===== TRECHO DA PÁGINA =====

Camilo disparou na frente, mas quebrou. Sua vez chegaria...logo.
Isto não tirou o brilho das Mil Milhas de 1965. Lá estavam Camilo Christófaro e sua carretera, em dupla com Antonio Carlos Aguiar. Também presente, o grande gaúcho Catharino Andreatta, em dupla com seu filho Vittorio. E uma série de outras carreteras, como a de Caetano Damiani, Justino de Maio, Zé Peixinho, José Vera, Luiz Valente e o também grande Breno Fornari, com uma carretera “Simca”. A equipe Jolly apareceu com suas Alfas 25 e 23, com Emilio Zambello, Marivaldo Fernandes, Piero Gancia e Ruggero Peruzzi. Também corria um JK muito competitivo (já chamado FNM!), com Jaime Pistilli e Leonardo Campana, além de um sem número de DKWs, Gordinis/1093 e Simcas, perfazendo um total de 39 bólidos. Todos ameaçados de suspensão.
 
Caetano Damiani e Bica Votnamis chegaram em 2o. com a 34 
 
Briga entre Damiani e Gancia com a Alfa 23 antes de quebrar
Camilo Christófaro demonstrou a sua intenção de coroar um bom ano com a sua primeira vitória nas 1000 Milhas, e saiu na cola de Caetano Damiani, que largara melhor, logo passando para a ponta. Em terceiro outra carretera, de Justino, seguido das duas Alfas e de um FNM, de Ugo Galina. Catharino Andreatta estreava um motor, que amaciava na própria corrida, portanto não estava nas primeiras posições. O train de corrida foi vagaroso desde o início, nunca inferior a 4 minutos, e durante a noite, mais um cavalo foi atropelado numa Mil Milhas. Desta feita, o azarado foi Francisco Zeni, mas pelo menos saiu incólume do acidente. E Totó Porto filhou capotou com seu Gordini, também sem machucar-se.

=====

* **TAREFA 1**
De acordo com o trecho sobre as Mil Milhas de 1965, quantos bólidos havia no total?
* **TAREFA 2**
Extraia da listagem todas as linhas que contêm a palavra "white", levando em conta maiúsculas e minúsculas.

===== LINHAS DE DADOS =====

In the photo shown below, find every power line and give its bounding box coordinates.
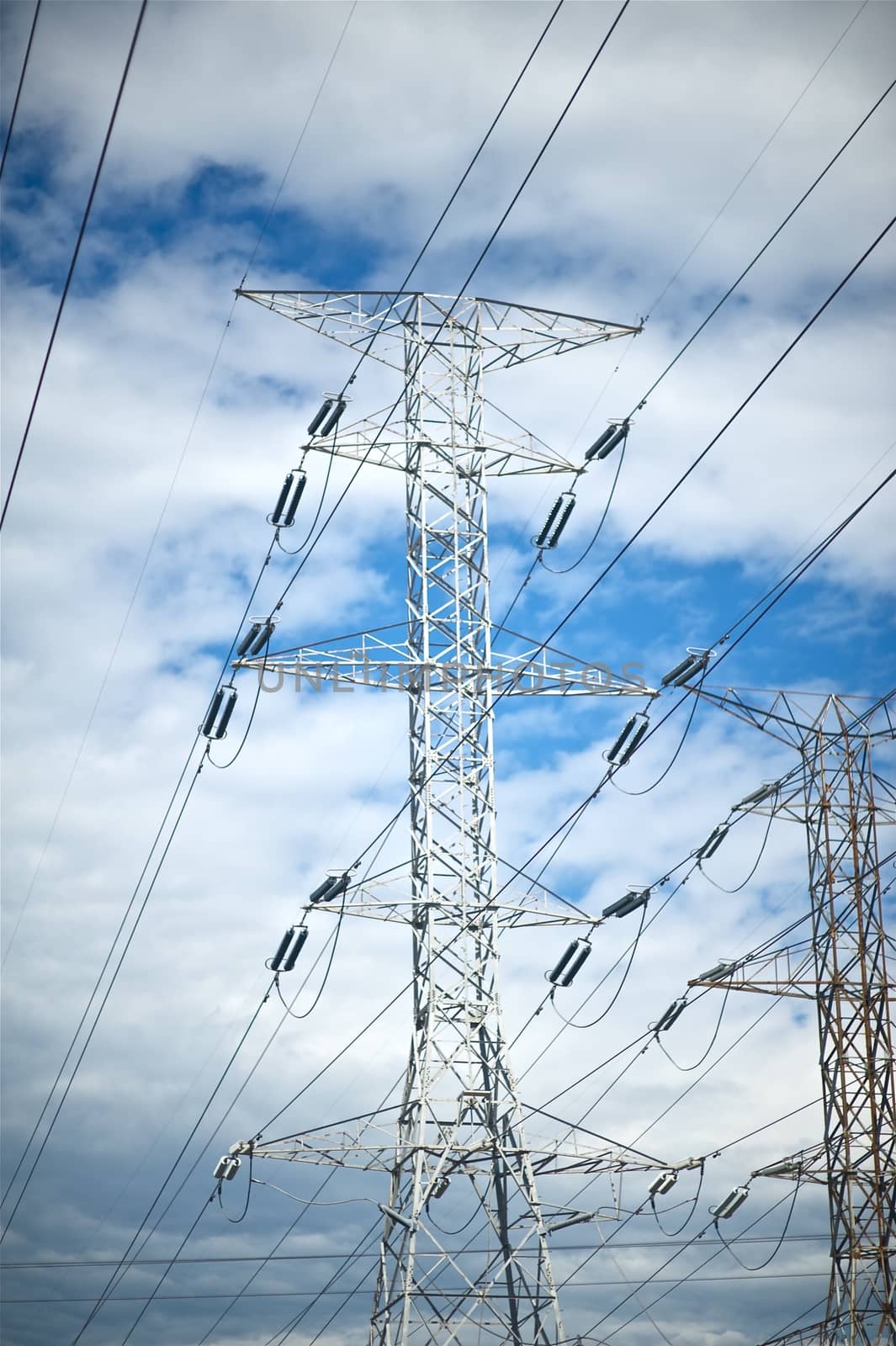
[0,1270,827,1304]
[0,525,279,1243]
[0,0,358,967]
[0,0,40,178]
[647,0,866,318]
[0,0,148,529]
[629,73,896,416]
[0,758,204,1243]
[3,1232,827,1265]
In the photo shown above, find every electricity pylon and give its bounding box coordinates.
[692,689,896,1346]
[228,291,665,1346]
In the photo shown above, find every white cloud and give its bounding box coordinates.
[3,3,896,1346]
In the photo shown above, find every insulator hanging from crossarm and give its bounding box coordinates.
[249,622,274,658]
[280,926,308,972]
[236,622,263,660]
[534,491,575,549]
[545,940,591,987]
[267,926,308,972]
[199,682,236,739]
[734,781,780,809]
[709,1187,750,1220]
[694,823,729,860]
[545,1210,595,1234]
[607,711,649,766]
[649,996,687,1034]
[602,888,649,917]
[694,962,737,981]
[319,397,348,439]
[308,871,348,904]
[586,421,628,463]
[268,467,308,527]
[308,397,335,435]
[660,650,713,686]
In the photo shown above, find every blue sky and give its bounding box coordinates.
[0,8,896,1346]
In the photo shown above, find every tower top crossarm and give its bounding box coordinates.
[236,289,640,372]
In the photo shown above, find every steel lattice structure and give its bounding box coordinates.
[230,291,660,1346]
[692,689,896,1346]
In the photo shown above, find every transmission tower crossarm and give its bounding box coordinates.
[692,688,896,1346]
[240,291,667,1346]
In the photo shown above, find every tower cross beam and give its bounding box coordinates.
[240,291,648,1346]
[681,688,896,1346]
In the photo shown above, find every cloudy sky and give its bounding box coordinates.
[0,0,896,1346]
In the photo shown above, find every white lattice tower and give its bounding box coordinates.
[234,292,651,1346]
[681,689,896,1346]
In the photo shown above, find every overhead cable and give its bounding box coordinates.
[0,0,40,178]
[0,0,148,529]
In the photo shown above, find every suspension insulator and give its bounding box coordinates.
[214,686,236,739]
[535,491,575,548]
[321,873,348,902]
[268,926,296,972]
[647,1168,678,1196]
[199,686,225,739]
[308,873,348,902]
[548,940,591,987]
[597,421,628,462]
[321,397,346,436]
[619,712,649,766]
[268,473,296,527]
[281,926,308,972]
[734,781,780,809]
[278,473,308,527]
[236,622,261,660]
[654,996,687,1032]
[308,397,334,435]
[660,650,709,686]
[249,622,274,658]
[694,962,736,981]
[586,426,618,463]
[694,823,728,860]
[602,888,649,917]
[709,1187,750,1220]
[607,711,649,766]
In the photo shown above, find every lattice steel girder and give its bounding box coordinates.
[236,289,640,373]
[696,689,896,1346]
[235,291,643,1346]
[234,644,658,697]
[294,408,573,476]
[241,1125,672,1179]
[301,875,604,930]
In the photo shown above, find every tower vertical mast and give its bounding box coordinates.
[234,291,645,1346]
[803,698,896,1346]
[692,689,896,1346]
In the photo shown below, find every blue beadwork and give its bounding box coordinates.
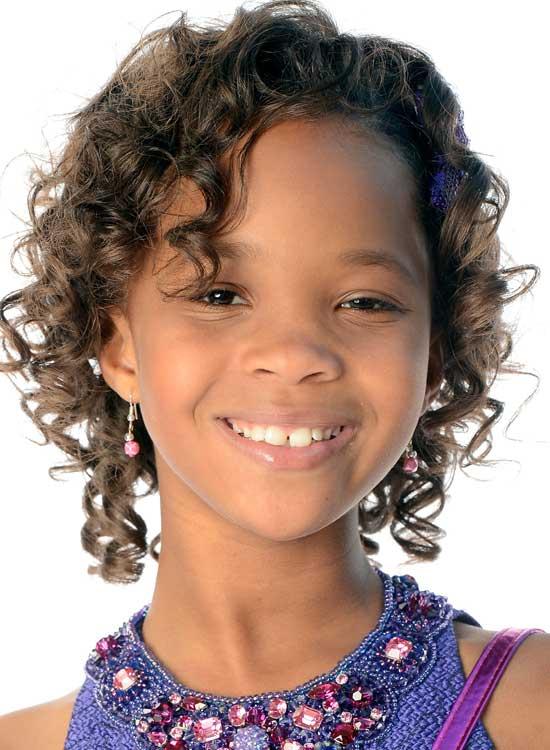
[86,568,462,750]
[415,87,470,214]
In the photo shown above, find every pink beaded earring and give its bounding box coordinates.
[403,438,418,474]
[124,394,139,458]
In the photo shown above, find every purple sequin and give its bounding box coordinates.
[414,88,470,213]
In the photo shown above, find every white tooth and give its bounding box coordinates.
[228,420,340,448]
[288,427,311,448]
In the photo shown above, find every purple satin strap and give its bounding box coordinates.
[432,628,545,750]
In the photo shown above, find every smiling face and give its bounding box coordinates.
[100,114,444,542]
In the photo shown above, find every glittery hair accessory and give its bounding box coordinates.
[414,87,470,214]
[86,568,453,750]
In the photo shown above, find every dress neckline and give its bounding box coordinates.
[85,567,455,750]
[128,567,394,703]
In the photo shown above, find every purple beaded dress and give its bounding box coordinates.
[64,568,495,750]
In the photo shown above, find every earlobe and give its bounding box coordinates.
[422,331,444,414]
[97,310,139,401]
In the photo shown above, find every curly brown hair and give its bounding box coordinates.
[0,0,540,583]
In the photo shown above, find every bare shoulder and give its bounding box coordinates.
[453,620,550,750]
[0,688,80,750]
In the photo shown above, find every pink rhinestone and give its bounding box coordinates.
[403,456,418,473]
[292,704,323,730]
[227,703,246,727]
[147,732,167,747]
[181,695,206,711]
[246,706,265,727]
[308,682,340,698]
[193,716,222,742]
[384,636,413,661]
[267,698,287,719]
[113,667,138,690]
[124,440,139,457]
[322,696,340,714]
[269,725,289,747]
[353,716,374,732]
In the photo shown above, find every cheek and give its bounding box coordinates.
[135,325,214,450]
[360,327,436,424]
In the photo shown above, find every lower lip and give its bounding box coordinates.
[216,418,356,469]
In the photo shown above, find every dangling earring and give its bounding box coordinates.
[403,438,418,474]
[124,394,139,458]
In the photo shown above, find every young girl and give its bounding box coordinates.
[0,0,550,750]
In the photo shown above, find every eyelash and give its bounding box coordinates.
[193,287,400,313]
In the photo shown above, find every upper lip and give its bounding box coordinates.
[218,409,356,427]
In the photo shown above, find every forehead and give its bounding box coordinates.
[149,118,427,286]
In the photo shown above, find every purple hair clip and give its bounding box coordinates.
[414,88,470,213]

=====
===== LINHAS DE DADOS =====

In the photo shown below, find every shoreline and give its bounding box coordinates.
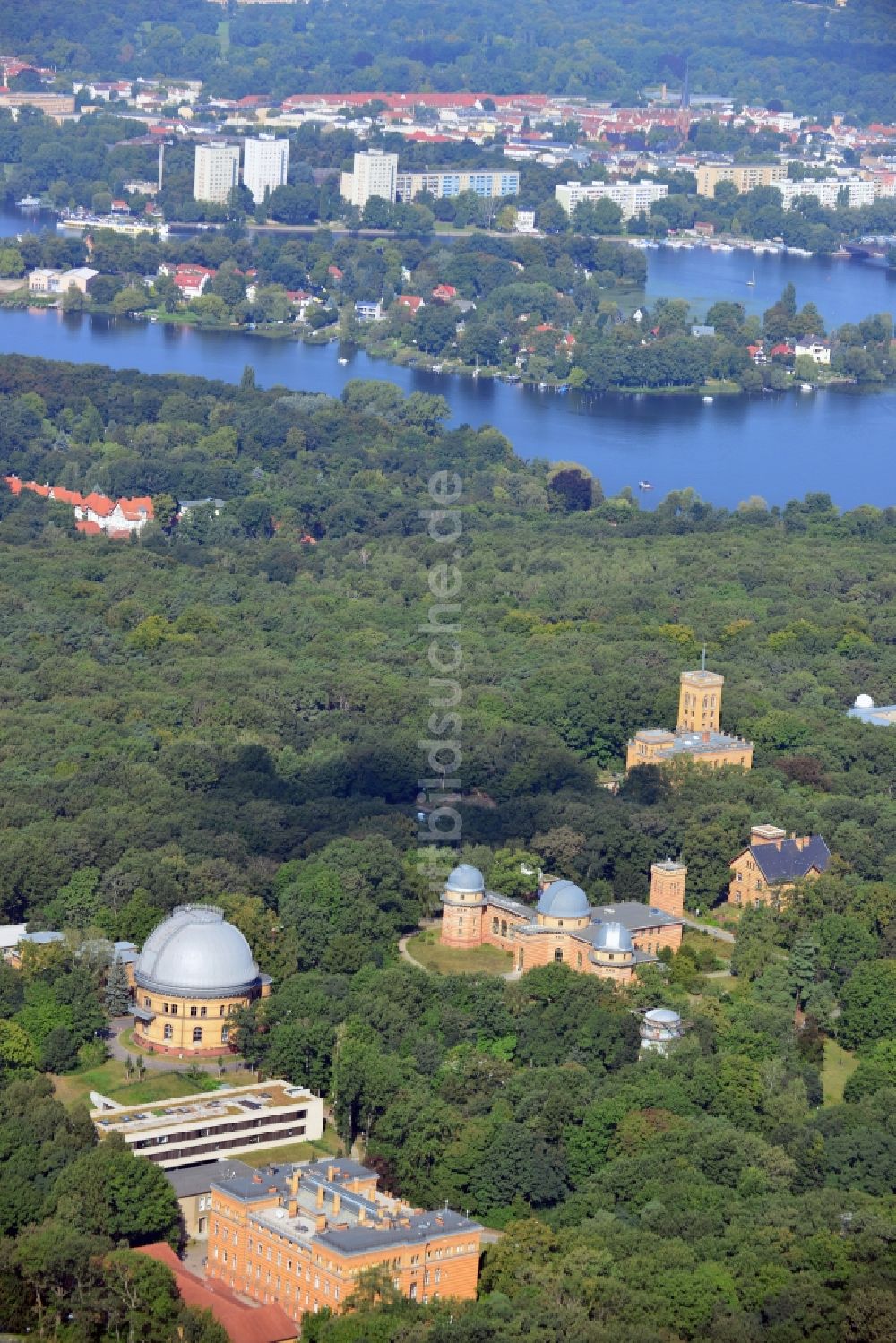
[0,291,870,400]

=====

* **RESPOSTA COMPLETA 1**
39 bólidos.

* **RESPOSTA COMPLETA 2**
In the photo shown above, find every white cloud and give its bounding box coordinates.
In the photo shown above, find every white lattice tower and give its bounding box coordinates.
In the photo shown above, find every white tooth and give its bounding box coordinates.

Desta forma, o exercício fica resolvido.